**Tarefa do exercício:** Extraia dos dados abaixo, sem qualquer alteração, todas as linhas desde a que contém "-- select a point on the red white" até o fim dos dados, incluindo as duas pontas.

(Itens de identificação de locais)

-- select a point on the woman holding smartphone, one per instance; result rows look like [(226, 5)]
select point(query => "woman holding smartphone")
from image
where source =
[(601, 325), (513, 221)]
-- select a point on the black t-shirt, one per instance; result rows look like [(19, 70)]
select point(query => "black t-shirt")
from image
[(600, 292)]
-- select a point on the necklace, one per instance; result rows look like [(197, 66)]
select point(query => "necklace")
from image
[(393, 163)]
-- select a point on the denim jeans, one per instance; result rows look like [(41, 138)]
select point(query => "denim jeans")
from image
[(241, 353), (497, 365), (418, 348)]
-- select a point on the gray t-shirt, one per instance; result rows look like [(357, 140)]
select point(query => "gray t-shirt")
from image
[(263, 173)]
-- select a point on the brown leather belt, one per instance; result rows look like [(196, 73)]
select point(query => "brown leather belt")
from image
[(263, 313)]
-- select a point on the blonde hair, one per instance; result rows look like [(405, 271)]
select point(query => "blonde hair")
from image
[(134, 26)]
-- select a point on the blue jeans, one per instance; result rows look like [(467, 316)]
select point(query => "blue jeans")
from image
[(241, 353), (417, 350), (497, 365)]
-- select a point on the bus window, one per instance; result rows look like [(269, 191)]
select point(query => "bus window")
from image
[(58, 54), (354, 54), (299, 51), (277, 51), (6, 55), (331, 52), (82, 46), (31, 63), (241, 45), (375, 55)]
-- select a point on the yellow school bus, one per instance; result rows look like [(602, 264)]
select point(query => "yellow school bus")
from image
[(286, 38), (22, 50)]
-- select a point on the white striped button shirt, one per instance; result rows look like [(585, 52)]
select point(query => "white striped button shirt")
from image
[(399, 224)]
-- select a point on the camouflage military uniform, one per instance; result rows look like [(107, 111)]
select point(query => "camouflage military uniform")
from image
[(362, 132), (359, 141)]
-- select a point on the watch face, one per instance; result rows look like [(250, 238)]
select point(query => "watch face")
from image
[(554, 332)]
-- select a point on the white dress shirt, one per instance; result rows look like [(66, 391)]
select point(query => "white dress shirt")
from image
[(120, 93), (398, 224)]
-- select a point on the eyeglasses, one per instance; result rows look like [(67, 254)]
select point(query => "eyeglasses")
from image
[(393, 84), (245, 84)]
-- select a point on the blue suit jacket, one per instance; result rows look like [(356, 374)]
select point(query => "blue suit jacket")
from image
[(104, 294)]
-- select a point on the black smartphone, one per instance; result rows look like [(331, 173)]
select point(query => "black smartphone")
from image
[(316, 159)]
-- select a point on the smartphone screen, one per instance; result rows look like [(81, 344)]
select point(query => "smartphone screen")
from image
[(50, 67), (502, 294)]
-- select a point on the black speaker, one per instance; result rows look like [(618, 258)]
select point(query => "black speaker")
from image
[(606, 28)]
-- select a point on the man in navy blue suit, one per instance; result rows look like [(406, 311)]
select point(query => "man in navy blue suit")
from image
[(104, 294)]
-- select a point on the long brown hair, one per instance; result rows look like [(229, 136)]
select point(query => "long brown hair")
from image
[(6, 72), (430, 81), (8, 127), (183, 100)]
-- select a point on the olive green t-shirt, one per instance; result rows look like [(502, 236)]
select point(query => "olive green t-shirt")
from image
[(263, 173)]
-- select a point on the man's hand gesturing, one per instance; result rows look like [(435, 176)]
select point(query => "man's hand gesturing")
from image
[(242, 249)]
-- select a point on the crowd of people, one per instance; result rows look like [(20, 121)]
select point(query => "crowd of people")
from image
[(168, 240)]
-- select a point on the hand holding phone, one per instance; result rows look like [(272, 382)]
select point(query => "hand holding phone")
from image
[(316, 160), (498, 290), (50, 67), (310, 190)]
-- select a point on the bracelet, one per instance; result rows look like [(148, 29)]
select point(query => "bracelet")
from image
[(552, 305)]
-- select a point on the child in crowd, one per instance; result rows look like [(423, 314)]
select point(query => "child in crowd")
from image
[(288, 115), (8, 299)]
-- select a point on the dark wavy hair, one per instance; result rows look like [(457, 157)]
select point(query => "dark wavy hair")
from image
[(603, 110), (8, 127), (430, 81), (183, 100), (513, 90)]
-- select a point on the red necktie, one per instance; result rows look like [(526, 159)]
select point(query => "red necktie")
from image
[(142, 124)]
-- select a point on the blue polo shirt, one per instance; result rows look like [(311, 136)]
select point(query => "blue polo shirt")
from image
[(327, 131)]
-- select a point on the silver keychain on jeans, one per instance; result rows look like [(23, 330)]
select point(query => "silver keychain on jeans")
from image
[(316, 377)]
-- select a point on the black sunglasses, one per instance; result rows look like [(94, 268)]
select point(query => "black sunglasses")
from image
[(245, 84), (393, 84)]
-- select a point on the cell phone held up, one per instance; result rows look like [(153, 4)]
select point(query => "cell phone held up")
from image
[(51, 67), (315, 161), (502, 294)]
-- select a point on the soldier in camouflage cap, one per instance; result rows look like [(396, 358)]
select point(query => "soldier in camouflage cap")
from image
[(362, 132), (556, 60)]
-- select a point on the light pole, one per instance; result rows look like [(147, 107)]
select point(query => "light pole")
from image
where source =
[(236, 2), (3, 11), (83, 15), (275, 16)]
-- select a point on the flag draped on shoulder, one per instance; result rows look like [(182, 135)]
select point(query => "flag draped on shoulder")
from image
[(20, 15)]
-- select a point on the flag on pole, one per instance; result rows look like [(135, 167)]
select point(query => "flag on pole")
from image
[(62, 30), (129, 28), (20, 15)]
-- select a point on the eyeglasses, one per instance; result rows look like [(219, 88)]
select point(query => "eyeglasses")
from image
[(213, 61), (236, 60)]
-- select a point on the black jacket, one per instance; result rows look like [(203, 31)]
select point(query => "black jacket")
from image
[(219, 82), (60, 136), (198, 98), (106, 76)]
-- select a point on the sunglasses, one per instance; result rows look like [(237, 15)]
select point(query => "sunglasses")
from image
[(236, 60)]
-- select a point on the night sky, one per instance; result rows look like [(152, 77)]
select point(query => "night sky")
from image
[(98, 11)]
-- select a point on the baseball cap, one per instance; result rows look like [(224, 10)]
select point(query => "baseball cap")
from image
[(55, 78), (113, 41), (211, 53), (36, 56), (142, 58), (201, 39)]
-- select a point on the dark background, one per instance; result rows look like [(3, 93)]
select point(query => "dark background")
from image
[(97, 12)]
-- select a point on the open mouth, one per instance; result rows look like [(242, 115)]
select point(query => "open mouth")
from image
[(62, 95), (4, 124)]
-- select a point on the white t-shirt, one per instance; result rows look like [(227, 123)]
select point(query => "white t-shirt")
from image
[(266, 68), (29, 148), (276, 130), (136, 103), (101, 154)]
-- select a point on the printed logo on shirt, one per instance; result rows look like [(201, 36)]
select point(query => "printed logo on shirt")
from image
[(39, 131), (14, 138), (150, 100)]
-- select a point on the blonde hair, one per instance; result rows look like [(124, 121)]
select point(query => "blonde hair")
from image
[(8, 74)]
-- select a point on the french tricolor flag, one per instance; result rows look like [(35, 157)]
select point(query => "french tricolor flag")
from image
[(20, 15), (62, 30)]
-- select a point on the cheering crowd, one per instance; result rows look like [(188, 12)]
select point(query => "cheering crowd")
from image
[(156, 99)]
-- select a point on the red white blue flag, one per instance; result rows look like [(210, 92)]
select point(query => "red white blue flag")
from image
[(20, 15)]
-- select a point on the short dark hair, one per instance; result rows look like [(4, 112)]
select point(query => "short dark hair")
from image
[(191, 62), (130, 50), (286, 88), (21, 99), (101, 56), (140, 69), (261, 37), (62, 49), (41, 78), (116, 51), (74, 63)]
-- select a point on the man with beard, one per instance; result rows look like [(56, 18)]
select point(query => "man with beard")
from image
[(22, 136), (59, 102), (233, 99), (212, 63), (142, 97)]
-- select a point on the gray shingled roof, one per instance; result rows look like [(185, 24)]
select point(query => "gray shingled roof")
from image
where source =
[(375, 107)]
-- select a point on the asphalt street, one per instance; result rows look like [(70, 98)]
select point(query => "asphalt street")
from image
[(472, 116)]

**Resposta esperada:**
-- select a point on the red white blue flag, one per instance; result rows look like [(210, 92)]
select point(query => "red white blue flag")
from image
[(20, 15)]
-- select a point on the short dark hair, one per instance; result rows look like [(4, 112)]
select point(query => "short dark hair")
from image
[(191, 62), (130, 50), (286, 88), (21, 99), (101, 56), (140, 69), (261, 37), (62, 49), (41, 78), (116, 51), (74, 63)]
-- select a point on the man with beard, one per instance; result rows look like [(56, 18)]
select point(query => "man with beard")
from image
[(22, 136), (59, 102), (233, 99), (212, 63), (142, 97)]
-- select a point on the gray shingled roof, one per instance; result rows look like [(185, 24)]
select point(query => "gray shingled roof")
from image
where source =
[(375, 107)]
-- select a point on the asphalt street, one per instance; result rows look like [(70, 98)]
select point(query => "asphalt street")
from image
[(472, 116)]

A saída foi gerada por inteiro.